■ **Source text**:
This post covers the initial steps I took to setup my five-node Raspberry Pi 3 cluster with SLURM, a scheduler and resource manager for High-Performance Computing (HPC) clusters. Did I end up with a fast HPC resource? Well, no. With 1GB memory and a 4-core ARM processor each, it is like I strung together a couple of cell phones. Do I really need to use SLURM, a scheduler used on some of the largest supercomputers in the world? Also, no. There are much simpler options with less overhead available for a small cluster like this. But since when are such at-home, DIY projects intended to be practical?

There are some key items missing from this post. I still haven’t created any shared users or setup any monitoring/maintenance software. I also haven’t queued any starter MPI programs to run yet. This will come later.

Materials


Assemble Rack

Do not plug any of the Pis into power yet!

  1. Add the heat sinks on top of the CPUs and the LAN Chips for each Pi.
  2. Insert a NOOBS microSD card with the label facing downward for each Pi.
  3. Follow the cluster case instructions. Install fans with label facing up and with the red wire plugged into the 5V GPIO pin and the black wire plugged into a ground pin (see images).


Set Up the Master Node

  1. Plug in a monitor using HDMI, a mouse using USB, and a keyboard using USB.
  2. Plug into power supply.
  3. Select your WiFi network
  4. At the bottom of the screen, change your keyboard language if necessary.
  5. Select the Raspbian option and click install.
  6. After it boots up, select your country, language, and timezone
  7. Change your Pi’s password. Select a strong password as you have connected it to the internet.
  8. Finish filling out the initial config options and wait for the Pi to update.

■ **Exercise tasks**:
(1) Answer these questions about the Raspberry Pi cluster post.
(a) How much memory does each Pi in the cluster have?
(b) Into which GPIO pin is the red wire of each fan plugged?
(c) Which option is selected before clicking install when setting up the master node?
(2) Return each line of the entries that contains the string "floor". Matching is case-sensitive.

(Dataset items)
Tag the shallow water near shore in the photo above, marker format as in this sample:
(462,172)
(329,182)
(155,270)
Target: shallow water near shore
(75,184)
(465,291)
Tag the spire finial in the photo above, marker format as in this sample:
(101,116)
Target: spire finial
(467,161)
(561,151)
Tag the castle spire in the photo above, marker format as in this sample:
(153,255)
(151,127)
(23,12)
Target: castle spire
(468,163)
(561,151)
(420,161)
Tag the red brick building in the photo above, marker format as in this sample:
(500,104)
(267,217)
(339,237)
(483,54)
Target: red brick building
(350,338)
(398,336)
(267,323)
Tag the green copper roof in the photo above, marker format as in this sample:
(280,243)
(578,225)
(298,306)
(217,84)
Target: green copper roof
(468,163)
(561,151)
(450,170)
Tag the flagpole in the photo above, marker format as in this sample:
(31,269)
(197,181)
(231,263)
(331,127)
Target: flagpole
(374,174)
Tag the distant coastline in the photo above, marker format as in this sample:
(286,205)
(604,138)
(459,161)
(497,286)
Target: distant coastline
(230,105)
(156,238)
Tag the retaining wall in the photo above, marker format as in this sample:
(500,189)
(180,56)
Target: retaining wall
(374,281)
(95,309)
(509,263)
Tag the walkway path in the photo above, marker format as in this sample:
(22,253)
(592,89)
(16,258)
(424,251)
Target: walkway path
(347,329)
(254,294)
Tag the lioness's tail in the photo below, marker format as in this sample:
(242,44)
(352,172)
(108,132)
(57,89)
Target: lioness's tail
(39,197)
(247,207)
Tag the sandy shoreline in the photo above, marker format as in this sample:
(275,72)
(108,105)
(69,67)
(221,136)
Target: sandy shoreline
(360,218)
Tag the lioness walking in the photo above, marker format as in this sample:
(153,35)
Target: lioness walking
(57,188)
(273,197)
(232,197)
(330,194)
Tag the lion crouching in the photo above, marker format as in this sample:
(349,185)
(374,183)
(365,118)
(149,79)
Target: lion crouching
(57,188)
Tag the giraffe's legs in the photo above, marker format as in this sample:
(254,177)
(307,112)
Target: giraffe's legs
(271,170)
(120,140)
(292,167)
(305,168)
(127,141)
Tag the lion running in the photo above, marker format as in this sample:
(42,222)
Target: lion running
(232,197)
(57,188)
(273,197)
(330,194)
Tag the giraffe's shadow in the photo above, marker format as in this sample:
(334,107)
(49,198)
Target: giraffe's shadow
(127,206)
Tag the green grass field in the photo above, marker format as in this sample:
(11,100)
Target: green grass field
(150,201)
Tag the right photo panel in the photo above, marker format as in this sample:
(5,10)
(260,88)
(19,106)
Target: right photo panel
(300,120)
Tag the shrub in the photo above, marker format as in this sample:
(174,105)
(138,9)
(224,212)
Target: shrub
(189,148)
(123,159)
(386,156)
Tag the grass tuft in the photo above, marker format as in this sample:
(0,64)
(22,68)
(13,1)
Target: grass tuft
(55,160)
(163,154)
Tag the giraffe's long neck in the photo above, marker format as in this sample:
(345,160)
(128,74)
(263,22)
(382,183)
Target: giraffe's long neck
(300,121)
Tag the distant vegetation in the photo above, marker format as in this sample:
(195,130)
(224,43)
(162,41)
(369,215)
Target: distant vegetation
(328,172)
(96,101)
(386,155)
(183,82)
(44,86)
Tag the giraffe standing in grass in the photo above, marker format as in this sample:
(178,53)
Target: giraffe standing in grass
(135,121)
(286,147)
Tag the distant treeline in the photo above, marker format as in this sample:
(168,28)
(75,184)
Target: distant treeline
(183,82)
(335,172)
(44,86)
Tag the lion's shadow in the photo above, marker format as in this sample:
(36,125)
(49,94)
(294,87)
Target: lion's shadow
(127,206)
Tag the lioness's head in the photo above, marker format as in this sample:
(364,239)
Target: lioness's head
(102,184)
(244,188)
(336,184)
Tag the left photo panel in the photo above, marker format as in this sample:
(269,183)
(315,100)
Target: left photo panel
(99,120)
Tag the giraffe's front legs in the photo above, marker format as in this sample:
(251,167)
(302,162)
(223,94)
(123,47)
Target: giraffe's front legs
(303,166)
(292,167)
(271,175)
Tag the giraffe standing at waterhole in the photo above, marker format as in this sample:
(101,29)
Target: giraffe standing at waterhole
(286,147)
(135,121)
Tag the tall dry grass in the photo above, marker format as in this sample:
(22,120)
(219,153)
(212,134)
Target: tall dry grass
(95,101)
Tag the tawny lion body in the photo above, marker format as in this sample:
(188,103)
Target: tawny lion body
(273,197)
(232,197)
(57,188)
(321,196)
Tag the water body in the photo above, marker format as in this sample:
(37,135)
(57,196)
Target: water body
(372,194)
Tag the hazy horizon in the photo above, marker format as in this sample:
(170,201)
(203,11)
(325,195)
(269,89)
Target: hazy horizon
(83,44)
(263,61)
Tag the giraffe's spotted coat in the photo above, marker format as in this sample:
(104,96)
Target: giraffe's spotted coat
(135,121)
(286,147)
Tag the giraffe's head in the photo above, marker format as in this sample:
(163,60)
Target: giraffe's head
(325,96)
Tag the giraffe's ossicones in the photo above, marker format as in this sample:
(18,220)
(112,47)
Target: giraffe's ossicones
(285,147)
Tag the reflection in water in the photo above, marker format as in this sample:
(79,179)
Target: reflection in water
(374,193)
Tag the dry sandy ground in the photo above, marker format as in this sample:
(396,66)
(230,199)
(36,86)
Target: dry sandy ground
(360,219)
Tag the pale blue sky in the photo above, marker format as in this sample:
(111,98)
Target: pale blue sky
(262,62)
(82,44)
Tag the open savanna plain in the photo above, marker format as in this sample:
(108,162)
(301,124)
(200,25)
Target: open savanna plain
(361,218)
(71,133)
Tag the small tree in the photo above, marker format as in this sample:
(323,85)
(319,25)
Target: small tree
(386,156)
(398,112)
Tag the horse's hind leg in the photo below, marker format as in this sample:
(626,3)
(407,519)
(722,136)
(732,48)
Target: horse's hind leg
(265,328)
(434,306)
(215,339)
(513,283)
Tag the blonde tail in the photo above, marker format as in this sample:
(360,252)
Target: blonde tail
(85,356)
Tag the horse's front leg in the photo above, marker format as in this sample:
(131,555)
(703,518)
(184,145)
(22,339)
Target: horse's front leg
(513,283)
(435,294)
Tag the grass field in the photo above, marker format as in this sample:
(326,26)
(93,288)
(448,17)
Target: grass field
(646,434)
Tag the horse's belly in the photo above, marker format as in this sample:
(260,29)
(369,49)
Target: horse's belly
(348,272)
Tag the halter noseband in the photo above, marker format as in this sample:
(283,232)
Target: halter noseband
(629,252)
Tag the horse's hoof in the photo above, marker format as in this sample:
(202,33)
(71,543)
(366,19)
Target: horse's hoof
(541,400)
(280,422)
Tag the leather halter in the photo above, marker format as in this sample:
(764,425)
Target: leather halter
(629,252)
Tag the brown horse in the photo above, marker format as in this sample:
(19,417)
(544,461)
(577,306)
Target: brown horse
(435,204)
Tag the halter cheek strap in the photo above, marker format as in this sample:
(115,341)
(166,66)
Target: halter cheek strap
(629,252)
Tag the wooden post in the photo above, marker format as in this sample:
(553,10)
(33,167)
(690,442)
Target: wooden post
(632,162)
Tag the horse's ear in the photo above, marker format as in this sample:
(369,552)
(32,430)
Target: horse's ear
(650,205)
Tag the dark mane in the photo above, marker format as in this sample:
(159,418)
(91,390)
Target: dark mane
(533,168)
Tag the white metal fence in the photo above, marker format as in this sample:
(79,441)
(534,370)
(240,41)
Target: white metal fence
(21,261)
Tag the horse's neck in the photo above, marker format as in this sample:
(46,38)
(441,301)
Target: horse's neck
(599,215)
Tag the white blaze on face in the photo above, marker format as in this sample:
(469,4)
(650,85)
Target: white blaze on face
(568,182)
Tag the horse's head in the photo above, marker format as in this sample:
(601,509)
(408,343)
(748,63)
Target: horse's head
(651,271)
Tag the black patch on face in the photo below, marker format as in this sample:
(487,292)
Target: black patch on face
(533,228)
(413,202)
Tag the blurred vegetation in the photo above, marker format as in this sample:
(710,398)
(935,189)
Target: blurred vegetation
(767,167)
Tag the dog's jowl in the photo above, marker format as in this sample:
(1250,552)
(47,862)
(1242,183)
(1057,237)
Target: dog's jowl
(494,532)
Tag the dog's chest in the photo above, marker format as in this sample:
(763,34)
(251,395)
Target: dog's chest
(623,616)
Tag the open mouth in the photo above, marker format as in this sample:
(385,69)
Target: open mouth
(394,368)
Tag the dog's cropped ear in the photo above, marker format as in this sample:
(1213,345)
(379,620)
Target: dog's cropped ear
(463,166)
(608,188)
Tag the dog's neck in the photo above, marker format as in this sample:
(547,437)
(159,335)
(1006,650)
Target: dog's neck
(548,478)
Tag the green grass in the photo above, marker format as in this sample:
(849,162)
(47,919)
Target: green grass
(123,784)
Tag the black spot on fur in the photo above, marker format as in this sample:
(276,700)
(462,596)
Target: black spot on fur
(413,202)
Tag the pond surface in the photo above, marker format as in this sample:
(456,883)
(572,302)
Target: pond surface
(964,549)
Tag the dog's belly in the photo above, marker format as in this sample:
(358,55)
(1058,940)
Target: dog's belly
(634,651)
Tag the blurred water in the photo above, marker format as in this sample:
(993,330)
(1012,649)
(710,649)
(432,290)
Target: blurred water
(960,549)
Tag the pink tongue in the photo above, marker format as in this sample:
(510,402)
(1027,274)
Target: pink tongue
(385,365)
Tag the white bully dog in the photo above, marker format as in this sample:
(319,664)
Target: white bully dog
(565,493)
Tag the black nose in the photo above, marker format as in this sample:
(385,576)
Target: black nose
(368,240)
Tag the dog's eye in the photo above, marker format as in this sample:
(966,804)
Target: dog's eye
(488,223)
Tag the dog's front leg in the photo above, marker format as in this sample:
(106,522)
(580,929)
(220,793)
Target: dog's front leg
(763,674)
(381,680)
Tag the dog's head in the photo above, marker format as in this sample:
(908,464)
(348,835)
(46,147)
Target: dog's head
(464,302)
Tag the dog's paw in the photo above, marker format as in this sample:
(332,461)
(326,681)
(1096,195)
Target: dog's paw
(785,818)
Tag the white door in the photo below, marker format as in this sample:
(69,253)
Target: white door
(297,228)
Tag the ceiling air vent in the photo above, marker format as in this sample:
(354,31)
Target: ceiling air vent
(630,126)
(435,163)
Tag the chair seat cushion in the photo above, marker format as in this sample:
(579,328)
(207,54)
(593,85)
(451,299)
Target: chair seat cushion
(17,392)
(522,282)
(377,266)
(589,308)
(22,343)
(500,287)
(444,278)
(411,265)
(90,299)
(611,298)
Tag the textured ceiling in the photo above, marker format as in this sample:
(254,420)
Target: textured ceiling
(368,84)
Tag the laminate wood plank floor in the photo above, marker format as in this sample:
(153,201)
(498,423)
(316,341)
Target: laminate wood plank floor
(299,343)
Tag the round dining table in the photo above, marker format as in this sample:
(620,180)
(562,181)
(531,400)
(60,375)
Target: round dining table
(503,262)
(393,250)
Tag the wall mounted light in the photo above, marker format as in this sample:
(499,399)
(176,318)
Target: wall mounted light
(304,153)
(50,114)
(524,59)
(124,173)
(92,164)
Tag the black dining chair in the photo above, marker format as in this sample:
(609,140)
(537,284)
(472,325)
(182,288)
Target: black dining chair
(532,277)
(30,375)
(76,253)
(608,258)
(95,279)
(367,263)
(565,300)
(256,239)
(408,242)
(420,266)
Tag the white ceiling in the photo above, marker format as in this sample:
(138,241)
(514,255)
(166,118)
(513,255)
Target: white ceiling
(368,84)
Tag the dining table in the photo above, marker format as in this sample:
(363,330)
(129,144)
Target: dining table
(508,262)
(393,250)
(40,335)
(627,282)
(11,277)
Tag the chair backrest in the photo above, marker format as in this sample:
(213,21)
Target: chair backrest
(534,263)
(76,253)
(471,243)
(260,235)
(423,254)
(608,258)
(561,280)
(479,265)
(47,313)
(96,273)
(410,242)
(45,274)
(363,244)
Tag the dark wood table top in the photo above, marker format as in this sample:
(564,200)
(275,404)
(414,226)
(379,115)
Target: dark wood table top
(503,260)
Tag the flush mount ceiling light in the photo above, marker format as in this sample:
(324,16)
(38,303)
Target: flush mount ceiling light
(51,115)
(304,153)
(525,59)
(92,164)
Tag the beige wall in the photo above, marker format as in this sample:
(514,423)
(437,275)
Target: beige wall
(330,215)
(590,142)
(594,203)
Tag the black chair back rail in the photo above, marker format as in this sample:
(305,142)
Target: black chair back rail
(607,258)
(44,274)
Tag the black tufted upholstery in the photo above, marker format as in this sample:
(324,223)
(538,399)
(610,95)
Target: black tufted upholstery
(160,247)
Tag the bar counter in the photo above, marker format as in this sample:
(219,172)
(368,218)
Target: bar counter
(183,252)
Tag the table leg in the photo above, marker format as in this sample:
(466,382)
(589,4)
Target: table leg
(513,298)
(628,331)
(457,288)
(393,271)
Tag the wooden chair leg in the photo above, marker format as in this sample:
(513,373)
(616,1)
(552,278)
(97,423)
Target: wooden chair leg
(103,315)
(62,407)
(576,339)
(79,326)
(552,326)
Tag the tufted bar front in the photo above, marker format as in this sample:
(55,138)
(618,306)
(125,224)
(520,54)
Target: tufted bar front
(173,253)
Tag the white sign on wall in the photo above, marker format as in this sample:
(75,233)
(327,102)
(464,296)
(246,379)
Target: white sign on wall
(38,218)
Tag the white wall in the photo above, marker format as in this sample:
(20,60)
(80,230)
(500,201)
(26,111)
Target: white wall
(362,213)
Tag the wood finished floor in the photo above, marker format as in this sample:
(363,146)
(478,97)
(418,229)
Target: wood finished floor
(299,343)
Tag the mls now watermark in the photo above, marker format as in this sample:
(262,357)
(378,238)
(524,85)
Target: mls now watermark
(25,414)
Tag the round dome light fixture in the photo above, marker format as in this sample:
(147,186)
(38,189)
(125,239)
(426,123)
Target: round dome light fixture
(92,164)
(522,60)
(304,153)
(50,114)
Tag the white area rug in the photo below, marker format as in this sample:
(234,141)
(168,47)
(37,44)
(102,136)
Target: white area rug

■ **Exercise solutions**:
(1)
(a) 1GB
(b) The 5V GPIO pin
(c) The Raspbian option

(2)
Tag the laminate wood plank floor in the photo above, marker format as in this sample:
Target: laminate wood plank floor
Tag the wood finished floor in the photo above, marker format as in this sample:
Target: wood finished floor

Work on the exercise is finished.